PROBLEM TO WORK ON: Reproduce each of the entries below in full, substituting "corresponding area" for every occurrence of "matching region" and leaving all other text unchanged.

— start —

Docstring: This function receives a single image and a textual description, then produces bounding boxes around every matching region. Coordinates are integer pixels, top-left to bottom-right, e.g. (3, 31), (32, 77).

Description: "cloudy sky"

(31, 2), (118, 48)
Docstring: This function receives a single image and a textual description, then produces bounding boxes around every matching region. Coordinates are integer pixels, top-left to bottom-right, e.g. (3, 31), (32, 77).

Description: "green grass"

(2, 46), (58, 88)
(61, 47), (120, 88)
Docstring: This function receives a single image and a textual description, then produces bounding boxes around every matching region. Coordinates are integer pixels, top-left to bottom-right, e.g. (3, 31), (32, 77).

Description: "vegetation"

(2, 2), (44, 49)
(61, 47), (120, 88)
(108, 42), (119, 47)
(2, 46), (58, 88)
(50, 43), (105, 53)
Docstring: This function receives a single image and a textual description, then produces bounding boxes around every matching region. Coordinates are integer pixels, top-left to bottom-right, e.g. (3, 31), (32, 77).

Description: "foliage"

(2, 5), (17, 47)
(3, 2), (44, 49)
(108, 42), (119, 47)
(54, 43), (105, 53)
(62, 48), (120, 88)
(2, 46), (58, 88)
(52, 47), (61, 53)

— end —

SOLVED PROBLEM:
Docstring: This function receives a single image and a textual description, then produces bounding boxes around every corresponding area. Coordinates are integer pixels, top-left to bottom-right, e.g. (3, 31), (32, 77).

Description: "cloudy sky"

(31, 2), (118, 48)
Docstring: This function receives a single image and a textual description, then produces bounding boxes around every corresponding area. Coordinates are integer pixels, top-left to bottom-right, e.g. (3, 31), (32, 77).

Description: "green grass"

(2, 46), (58, 88)
(61, 47), (120, 88)
Docstring: This function receives a single image and a textual description, then produces bounding boxes around every corresponding area. Coordinates are integer pixels, top-left to bottom-right, e.g. (3, 31), (32, 77).

Description: "vegetation"

(2, 2), (44, 49)
(61, 47), (120, 88)
(108, 42), (119, 47)
(2, 46), (58, 88)
(50, 43), (105, 53)
Docstring: This function receives a single image and a textual description, then produces bounding boxes around every corresponding area. Coordinates are integer pixels, top-left to bottom-right, e.g. (3, 31), (32, 77).

Description: "foliage"

(2, 5), (17, 47)
(3, 2), (44, 49)
(108, 42), (119, 47)
(54, 43), (105, 53)
(62, 48), (120, 88)
(2, 46), (58, 88)
(52, 47), (61, 53)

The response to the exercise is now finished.